#### WORK TO DO:
Write out the full set of records below exactly.

═══ RECORDS ═══

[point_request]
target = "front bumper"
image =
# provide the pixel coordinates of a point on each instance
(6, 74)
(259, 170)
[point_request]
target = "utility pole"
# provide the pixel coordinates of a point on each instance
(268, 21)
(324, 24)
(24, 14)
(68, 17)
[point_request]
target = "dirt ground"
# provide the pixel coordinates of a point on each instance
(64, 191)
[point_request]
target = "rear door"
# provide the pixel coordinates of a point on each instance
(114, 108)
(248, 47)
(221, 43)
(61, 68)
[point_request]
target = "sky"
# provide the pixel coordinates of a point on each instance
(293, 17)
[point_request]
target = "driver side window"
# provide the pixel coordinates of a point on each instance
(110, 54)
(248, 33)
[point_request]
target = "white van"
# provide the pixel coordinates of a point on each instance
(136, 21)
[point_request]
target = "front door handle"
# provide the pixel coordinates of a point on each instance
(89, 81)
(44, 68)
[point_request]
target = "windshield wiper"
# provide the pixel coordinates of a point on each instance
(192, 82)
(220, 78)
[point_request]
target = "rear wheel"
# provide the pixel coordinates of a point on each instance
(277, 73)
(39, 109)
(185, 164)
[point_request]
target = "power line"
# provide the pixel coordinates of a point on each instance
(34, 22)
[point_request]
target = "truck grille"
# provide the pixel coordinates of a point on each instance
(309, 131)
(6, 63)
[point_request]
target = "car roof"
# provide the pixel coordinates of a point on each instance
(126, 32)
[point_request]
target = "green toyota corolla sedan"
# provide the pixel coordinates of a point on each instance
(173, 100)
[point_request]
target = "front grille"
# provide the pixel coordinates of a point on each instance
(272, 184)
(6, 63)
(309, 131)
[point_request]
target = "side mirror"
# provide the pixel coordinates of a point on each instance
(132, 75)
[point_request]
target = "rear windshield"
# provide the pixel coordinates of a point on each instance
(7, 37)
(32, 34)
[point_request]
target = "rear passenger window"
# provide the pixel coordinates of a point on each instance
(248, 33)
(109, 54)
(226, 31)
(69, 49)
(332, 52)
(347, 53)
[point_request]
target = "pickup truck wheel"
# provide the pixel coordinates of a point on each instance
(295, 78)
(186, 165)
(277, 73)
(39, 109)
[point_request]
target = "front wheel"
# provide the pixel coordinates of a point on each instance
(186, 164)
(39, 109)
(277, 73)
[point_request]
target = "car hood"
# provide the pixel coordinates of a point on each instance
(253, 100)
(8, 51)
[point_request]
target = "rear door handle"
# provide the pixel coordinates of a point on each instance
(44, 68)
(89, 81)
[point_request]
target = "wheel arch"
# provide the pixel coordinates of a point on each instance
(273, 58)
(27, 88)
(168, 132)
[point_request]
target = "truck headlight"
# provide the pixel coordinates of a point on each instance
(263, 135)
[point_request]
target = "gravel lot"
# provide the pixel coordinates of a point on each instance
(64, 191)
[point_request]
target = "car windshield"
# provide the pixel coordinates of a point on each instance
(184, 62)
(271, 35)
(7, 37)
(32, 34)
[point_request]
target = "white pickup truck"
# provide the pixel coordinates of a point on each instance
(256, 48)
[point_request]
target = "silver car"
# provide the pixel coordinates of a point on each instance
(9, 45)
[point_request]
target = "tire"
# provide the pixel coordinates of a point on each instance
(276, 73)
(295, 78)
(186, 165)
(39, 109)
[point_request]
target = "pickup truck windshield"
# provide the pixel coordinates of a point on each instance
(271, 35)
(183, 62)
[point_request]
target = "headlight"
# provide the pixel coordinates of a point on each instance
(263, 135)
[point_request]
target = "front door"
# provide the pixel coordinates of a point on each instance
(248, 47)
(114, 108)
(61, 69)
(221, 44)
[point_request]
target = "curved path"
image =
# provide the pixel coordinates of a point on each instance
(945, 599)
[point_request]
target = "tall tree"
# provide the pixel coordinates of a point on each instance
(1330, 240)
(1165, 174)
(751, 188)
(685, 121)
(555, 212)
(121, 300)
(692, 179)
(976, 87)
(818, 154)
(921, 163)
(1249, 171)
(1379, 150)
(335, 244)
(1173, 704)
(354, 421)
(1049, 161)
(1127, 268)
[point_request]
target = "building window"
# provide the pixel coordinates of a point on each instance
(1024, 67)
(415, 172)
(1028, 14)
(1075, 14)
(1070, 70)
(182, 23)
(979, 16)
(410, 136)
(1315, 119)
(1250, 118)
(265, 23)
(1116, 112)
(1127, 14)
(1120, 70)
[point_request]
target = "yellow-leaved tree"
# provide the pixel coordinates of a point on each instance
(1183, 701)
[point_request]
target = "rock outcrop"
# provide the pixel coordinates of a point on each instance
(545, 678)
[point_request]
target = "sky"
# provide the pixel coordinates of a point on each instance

═══

#### FINAL RESULT:
[point_request]
target = "front bumper"
image =
# provide the pixel coordinates of a point on each instance
(6, 74)
(259, 170)
[point_request]
target = "utility pole"
# provide the pixel coordinates of a point on each instance
(268, 21)
(324, 24)
(24, 14)
(68, 17)
[point_request]
target = "dirt ground"
# provide the pixel coordinates of a point on each instance
(64, 191)
[point_request]
target = "rear door"
# provide the pixel coordinates of a point on each instance
(114, 108)
(248, 47)
(221, 43)
(61, 68)
[point_request]
target = "sky"
# provide the pixel coordinates of a point on each instance
(293, 17)
[point_request]
target = "driver side window"
# provide the pixel coordinates of a point on each instance
(110, 54)
(248, 33)
[point_request]
target = "white van"
# provide the pixel coordinates of a point on each instance
(136, 21)
[point_request]
target = "front door handle"
# provide the pixel coordinates of a point on each instance
(89, 81)
(44, 68)
[point_request]
target = "windshield wiper"
# provide the pixel coordinates of a point on each instance
(192, 82)
(220, 78)
[point_request]
target = "rear wheel"
# provide the pixel coordinates of a point on each instance
(277, 73)
(39, 109)
(185, 164)
[point_request]
target = "power line"
# provide the pixel coordinates of a point on each instance
(34, 22)
[point_request]
target = "truck grille"
# provide the pixel coordinates of a point on each instance
(309, 131)
(6, 63)
[point_request]
target = "car roof"
# provide the pixel coordinates of a point on each instance
(126, 32)
[point_request]
target = "green toyota corolla sedan"
# provide the pixel coordinates of a point on each instance
(173, 100)
[point_request]
target = "front grille"
# provide the pixel coordinates of a point on each instance
(272, 184)
(6, 63)
(309, 131)
[point_request]
target = "side mirror"
# provide the pixel coordinates of a point on each instance
(132, 75)
[point_request]
target = "rear windshield"
# provide the pixel coordinates of a point on each instance
(7, 37)
(32, 34)
[point_request]
target = "rear passenger window"
# provide the pixel coordinates of a point on each instance
(248, 33)
(109, 54)
(226, 31)
(69, 49)
(332, 52)
(347, 53)
[point_request]
target = "pickup truck wheel"
# provide the pixel coordinates of a point on each instance
(295, 78)
(186, 165)
(277, 73)
(39, 109)
[point_request]
target = "front wheel"
# provide the pixel coordinates of a point on each instance
(186, 164)
(39, 109)
(277, 73)
[point_request]
target = "car hood"
# provide the pixel coordinates of a point on each instance
(253, 100)
(8, 51)
[point_request]
target = "rear door handle"
# provide the pixel coordinates of a point on each instance
(44, 68)
(89, 81)
[point_request]
target = "wheel arch"
# provide the pixel coordinates of a point on each instance
(273, 58)
(27, 88)
(168, 132)
[point_request]
target = "truck headlight"
# provide the pixel coordinates of a point on each instance
(263, 135)
[point_request]
target = "gravel lot"
# provide the pixel coordinates of a point on each instance
(64, 191)
[point_request]
target = "car windshield"
# provide the pixel coordinates of a point on each instance
(184, 62)
(271, 35)
(7, 37)
(32, 34)
[point_request]
target = "white pickup truck"
# provide the pixel coordinates of a point on each instance
(256, 48)
[point_request]
target = "silver car"
# provide the pixel coordinates of a point on each instance
(9, 45)
[point_request]
target = "tire"
# provide the pixel coordinates of a point on each instance
(276, 73)
(295, 78)
(186, 165)
(39, 109)
[point_request]
target = "pickup truck windshield"
# provide the pixel coordinates of a point on each instance
(271, 35)
(183, 62)
[point_request]
target = "headlight"
# provide the pixel coordinates of a point on each instance
(263, 135)
[point_request]
target = "front door"
# provide the pixel coordinates of a point on each instance
(248, 47)
(114, 108)
(61, 69)
(221, 44)
[point_request]
target = "curved path"
image =
# provide the pixel coordinates of a point on each instance
(945, 599)
[point_request]
target = "tall tree"
# provide the pixel coordinates of a point on each instance
(1330, 240)
(1165, 174)
(751, 188)
(685, 121)
(555, 212)
(121, 300)
(692, 179)
(976, 87)
(818, 154)
(921, 163)
(1249, 171)
(1379, 150)
(335, 244)
(1173, 704)
(354, 421)
(1049, 161)
(1127, 268)
[point_request]
target = "building window"
# provide the pixel coordinates of a point on each instance
(1024, 67)
(415, 172)
(1028, 14)
(1075, 14)
(1070, 70)
(182, 23)
(979, 16)
(410, 136)
(1315, 119)
(1250, 118)
(265, 23)
(1116, 112)
(1127, 14)
(1120, 70)
[point_request]
target = "yellow-leaved tree"
# provide the pixel coordinates of a point on each instance
(1183, 701)
[point_request]
target = "rock outcrop"
# provide the pixel coordinates of a point on each instance
(545, 678)
[point_request]
target = "sky"
# provide the pixel coordinates of a point on each instance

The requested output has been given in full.